Exercise =>
The records below are to be copied exactly, with their pictures left out.

(Stored items)
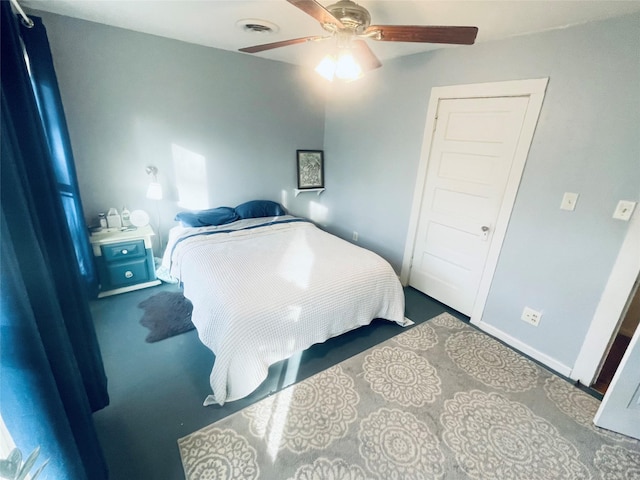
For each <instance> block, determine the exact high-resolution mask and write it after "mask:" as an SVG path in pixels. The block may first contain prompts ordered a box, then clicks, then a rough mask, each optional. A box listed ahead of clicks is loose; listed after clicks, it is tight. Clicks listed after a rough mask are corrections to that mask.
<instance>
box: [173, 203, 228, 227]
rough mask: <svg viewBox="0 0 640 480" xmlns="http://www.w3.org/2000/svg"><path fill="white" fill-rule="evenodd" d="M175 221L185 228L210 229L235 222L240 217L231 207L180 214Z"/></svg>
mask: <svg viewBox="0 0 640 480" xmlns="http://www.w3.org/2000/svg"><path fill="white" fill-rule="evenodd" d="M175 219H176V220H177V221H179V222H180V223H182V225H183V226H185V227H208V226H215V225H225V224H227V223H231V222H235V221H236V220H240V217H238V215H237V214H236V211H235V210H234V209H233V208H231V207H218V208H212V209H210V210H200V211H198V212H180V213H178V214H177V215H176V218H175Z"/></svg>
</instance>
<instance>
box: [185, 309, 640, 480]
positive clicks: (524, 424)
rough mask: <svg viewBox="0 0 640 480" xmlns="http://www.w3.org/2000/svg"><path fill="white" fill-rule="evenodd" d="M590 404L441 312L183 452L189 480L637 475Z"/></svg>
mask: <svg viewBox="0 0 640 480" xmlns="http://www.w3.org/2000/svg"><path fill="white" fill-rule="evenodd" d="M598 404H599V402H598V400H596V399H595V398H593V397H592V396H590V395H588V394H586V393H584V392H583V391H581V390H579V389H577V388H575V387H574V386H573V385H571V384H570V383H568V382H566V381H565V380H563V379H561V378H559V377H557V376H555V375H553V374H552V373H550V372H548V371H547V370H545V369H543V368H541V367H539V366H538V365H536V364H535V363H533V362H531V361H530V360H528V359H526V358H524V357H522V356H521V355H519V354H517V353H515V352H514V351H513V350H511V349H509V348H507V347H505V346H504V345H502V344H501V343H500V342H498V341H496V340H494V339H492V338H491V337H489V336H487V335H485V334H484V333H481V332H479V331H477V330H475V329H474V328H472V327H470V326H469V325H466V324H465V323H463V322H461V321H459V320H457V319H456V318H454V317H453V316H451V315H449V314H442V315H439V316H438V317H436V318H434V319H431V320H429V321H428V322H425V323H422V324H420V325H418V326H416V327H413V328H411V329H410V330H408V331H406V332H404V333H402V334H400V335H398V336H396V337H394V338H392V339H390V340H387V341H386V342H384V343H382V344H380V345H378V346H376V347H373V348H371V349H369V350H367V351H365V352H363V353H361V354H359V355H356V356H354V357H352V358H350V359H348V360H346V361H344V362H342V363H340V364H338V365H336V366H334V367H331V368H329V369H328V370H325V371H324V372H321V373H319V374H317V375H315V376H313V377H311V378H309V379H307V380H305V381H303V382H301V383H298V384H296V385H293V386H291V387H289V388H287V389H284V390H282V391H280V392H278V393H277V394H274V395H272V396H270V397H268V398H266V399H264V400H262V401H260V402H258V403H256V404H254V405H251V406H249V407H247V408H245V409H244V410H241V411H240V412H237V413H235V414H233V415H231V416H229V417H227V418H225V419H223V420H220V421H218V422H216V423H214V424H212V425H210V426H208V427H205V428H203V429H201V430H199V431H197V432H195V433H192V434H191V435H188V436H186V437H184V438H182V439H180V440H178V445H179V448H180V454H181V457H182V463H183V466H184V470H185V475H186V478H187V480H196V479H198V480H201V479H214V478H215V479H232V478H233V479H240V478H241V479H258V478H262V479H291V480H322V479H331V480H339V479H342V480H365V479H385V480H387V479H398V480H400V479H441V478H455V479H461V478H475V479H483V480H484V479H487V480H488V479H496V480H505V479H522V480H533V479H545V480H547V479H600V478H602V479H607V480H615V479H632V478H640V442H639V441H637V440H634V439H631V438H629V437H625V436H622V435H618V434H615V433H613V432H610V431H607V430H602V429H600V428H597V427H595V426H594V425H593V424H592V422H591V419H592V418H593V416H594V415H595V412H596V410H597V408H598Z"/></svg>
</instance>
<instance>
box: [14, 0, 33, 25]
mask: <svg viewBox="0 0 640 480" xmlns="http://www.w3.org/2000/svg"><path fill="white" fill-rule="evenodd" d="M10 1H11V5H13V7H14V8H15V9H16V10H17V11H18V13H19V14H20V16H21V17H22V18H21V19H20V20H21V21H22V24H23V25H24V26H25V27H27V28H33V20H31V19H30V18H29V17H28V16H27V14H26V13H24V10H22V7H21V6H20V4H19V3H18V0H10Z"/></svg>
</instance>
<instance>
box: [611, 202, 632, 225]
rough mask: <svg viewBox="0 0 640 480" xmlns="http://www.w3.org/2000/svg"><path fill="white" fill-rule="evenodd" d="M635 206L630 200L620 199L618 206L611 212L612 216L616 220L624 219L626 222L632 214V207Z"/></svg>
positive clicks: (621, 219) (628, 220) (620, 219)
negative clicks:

Result for this task =>
For each <instance> block, determine the exact high-resolution mask and write it after "mask:" as an SVG path in pixels. The block may first contain prompts ordered a box, then clicks, then a rough mask, each optional. A box listed ahead of clicks is loose; listed after clicks, it is tight. Clicks listed after a rough mask are corrections to that mask.
<instance>
box: [173, 203, 228, 227]
rough mask: <svg viewBox="0 0 640 480" xmlns="http://www.w3.org/2000/svg"><path fill="white" fill-rule="evenodd" d="M175 221L185 228L210 229L235 222L240 217L231 207L180 214Z"/></svg>
mask: <svg viewBox="0 0 640 480" xmlns="http://www.w3.org/2000/svg"><path fill="white" fill-rule="evenodd" d="M175 219H176V220H177V221H179V222H180V223H182V225H183V226H185V227H208V226H215V225H225V224H227V223H231V222H235V221H236V220H240V217H238V215H237V214H236V211H235V210H234V209H233V208H231V207H218V208H212V209H210V210H200V211H198V212H180V213H178V214H177V215H176V218H175Z"/></svg>
</instance>
<instance>
box: [185, 309, 640, 480]
positive clicks: (524, 424)
rough mask: <svg viewBox="0 0 640 480" xmlns="http://www.w3.org/2000/svg"><path fill="white" fill-rule="evenodd" d="M590 404L441 312L183 452L189 480L637 475Z"/></svg>
mask: <svg viewBox="0 0 640 480" xmlns="http://www.w3.org/2000/svg"><path fill="white" fill-rule="evenodd" d="M598 404H599V402H598V400H596V399H595V398H593V397H592V396H590V395H588V394H586V393H584V392H583V391H581V390H579V389H577V388H575V387H574V386H573V385H571V384H570V383H568V382H566V381H565V380H563V379H561V378H559V377H557V376H555V375H553V374H552V373H550V372H548V371H547V370H545V369H543V368H541V367H539V366H538V365H536V364H535V363H533V362H531V361H530V360H528V359H526V358H524V357H522V356H521V355H519V354H517V353H515V352H514V351H513V350H511V349H509V348H507V347H505V346H504V345H502V344H501V343H500V342H498V341H496V340H494V339H492V338H491V337H489V336H487V335H485V334H484V333H481V332H479V331H477V330H475V329H474V328H472V327H470V326H469V325H466V324H465V323H463V322H461V321H459V320H457V319H456V318H454V317H453V316H451V315H449V314H442V315H439V316H438V317H436V318H434V319H431V320H429V321H428V322H425V323H422V324H420V325H418V326H416V327H413V328H411V329H410V330H408V331H406V332H404V333H402V334H400V335H398V336H396V337H394V338H392V339H390V340H387V341H386V342H384V343H382V344H380V345H378V346H376V347H373V348H371V349H369V350H367V351H365V352H363V353H361V354H359V355H356V356H354V357H352V358H350V359H348V360H346V361H344V362H342V363H340V364H338V365H336V366H334V367H331V368H329V369H328V370H325V371H324V372H321V373H319V374H317V375H315V376H313V377H311V378H309V379H307V380H305V381H303V382H301V383H298V384H296V385H293V386H291V387H289V388H287V389H284V390H282V391H280V392H278V393H277V394H274V395H272V396H270V397H268V398H266V399H264V400H262V401H260V402H258V403H256V404H254V405H251V406H249V407H247V408H245V409H244V410H241V411H240V412H237V413H235V414H233V415H231V416H229V417H227V418H225V419H223V420H220V421H218V422H216V423H214V424H212V425H210V426H208V427H205V428H203V429H201V430H199V431H197V432H195V433H192V434H191V435H188V436H186V437H184V438H182V439H180V440H178V445H179V448H180V454H181V457H182V463H183V466H184V470H185V475H186V478H187V480H196V479H198V480H201V479H214V478H215V479H232V478H233V479H240V478H241V479H258V478H262V479H291V480H322V479H331V480H339V479H342V480H365V479H385V480H387V479H398V480H400V479H441V478H455V479H461V478H475V479H483V480H484V479H487V480H488V479H496V480H505V479H522V480H533V479H545V480H547V479H600V478H602V479H607V480H615V479H632V478H640V442H639V441H637V440H634V439H631V438H629V437H625V436H622V435H618V434H615V433H613V432H610V431H607V430H602V429H600V428H597V427H595V426H594V425H593V424H592V422H591V419H592V418H593V416H594V415H595V412H596V410H597V408H598Z"/></svg>
</instance>
<instance>
box: [14, 0, 33, 25]
mask: <svg viewBox="0 0 640 480" xmlns="http://www.w3.org/2000/svg"><path fill="white" fill-rule="evenodd" d="M10 1H11V5H13V7H14V8H15V9H16V10H17V11H18V13H19V14H20V16H21V17H22V18H21V19H20V20H21V21H22V24H23V25H24V26H25V27H27V28H33V20H31V19H30V18H29V17H28V16H27V14H26V13H24V10H22V7H21V6H20V4H19V3H18V0H10Z"/></svg>
</instance>
<instance>
box: [611, 202, 632, 225]
rough mask: <svg viewBox="0 0 640 480" xmlns="http://www.w3.org/2000/svg"><path fill="white" fill-rule="evenodd" d="M635 206L630 200L620 199L618 206L611 212L612 216L616 220L624 219L626 222L632 214V207Z"/></svg>
positive clicks: (621, 219) (628, 220) (620, 219)
negative clicks:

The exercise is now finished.